WORK ITEM:
If an entry below holds a picture, leave the picture out and print the rest exactly.

[Dataset entries]
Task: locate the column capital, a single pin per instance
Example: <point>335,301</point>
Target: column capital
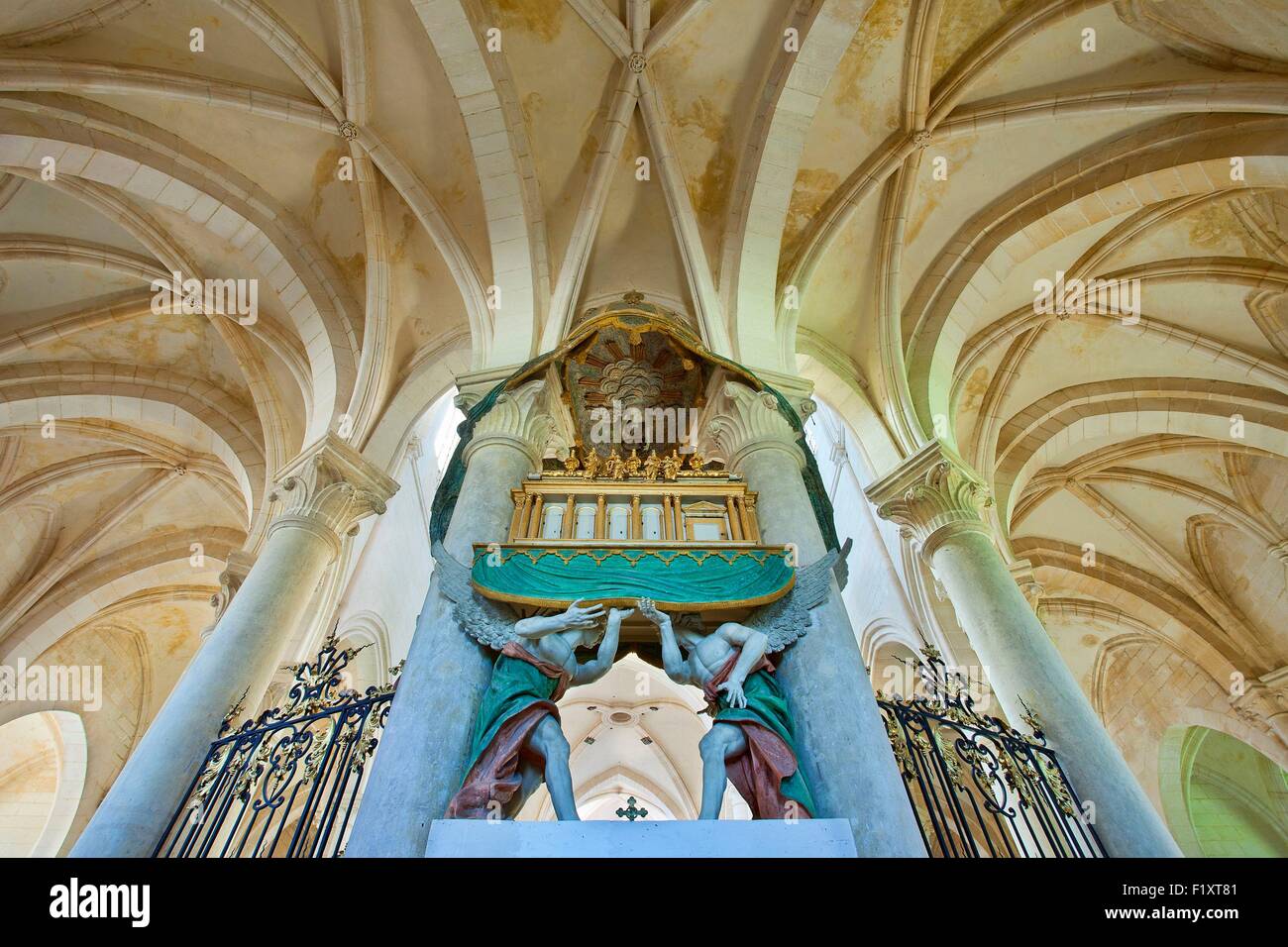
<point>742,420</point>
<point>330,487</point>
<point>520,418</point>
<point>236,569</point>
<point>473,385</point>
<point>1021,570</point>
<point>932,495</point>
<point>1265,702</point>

ANSWER FOR THE TASK:
Task: locate the column capital, a single pin per instance
Example: <point>335,301</point>
Target: column capital
<point>742,420</point>
<point>330,487</point>
<point>520,418</point>
<point>236,569</point>
<point>473,385</point>
<point>1021,570</point>
<point>932,495</point>
<point>1265,702</point>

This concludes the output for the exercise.